Compito da svolgere => Riproduca fedelmente la parte dell'estratto riportato più avanti, a partire da "E’ interessante che" e fino a "e della psicologia.".
··· Estratto ···
Tutto questo ha conseguenze devastanti, materiali e morali, sulla vita quotidiana delle persone e delle famiglie.

E’ interessante che sia De Rita che Renzi – oggi in conflitto – appartengano alla stessa area culturale e politica, quella sinistra democristiana che, nei nostri anni, ha avuto in Romano Prodi la sua incarnazione suprema (anche come protagonista dell’Europa dell’euro).

 

NUOVO UMANESIMO ?

 

Sempre venerdì, nelle stesse ore, c’è stato un altro evento, passato quasi inosservato, ed è il tradizionale discorso di S. Ambrogio dell’arcivescovo di Milano, Angelo Scola, che quest’anno ha messo a tema “Un nuovo umanesimo per Milano e le terre ambrosiane”.

Ha iniziato richiamando il dovere dei cristiani di contribuire “all’edificazione della vita buona”. Ed è già una bella partenza in un tempo di fuga dei cristiani nella comoda scelta intimistica delle sacrestie e della psicologia.

Ha indicato ai cristiani la strada del “nuovo umanesimo” perché si è parte della famiglia umana e perché si è “seguaci di un Dio incarnato che ha assunto la condizione umana” anche “per accompagnarci nel nostro quotidiano cammino su questa terra”.
··· Estratti dei dati ···
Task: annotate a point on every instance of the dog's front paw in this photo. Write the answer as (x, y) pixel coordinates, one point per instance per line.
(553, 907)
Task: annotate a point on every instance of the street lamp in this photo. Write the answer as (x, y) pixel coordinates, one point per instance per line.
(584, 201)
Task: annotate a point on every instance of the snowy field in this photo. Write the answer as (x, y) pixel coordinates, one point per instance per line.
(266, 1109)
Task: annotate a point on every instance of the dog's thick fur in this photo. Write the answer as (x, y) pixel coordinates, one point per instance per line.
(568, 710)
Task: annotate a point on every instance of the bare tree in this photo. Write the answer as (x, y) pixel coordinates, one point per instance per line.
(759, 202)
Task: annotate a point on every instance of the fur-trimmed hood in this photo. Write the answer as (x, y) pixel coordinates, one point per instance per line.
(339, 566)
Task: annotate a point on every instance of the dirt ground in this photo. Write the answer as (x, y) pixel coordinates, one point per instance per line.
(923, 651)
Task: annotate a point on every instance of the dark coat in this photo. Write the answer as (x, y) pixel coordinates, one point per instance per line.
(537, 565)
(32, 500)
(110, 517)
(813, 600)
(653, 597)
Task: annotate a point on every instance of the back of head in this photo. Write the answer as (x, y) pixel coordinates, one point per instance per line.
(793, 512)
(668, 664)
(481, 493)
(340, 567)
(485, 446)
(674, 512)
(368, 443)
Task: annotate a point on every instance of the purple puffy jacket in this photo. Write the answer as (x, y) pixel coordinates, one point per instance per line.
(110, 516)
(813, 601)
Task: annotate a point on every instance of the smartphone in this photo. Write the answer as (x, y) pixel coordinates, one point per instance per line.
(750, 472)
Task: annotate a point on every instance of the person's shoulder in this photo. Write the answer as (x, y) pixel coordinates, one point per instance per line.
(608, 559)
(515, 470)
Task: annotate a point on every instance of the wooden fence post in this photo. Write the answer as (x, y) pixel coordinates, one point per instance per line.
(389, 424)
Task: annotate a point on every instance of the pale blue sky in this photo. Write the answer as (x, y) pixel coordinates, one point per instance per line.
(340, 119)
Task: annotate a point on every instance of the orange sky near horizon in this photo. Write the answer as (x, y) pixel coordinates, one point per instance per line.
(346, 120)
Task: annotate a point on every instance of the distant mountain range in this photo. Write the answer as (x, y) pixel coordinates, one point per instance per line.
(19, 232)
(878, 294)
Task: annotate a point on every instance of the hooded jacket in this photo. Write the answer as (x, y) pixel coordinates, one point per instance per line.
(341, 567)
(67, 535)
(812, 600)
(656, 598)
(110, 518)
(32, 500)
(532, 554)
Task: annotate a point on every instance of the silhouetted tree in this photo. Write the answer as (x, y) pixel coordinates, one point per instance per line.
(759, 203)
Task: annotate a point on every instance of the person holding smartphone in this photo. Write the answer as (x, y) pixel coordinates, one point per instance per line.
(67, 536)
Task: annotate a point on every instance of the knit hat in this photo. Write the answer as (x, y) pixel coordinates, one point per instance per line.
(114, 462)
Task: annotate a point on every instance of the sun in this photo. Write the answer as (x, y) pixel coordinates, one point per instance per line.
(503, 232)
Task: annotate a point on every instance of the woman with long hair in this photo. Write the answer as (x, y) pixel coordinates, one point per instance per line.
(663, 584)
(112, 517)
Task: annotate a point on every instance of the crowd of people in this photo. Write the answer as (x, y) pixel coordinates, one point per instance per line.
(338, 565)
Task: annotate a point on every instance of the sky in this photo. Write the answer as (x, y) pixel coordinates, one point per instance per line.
···
Esito del compito =>
E’ interessante che sia De Rita che Renzi – oggi in conflitto – appartengano alla stessa area culturale e politica, quella sinistra democristiana che, nei nostri anni, ha avuto in Romano Prodi la sua incarnazione suprema (anche come protagonista dell’Europa dell’euro).

 

NUOVO UMANESIMO ?

 

Sempre venerdì, nelle stesse ore, c’è stato un altro evento, passato quasi inosservato, ed è il tradizionale discorso di S. Ambrogio dell’arcivescovo di Milano, Angelo Scola, che quest’anno ha messo a tema “Un nuovo umanesimo per Milano e le terre ambrosiane”.

Ha iniziato richiamando il dovere dei cristiani di contribuire “all’edificazione della vita buona”. Ed è già una bella partenza in un tempo di fuga dei cristiani nella comoda scelta intimistica delle sacrestie e della psicologia.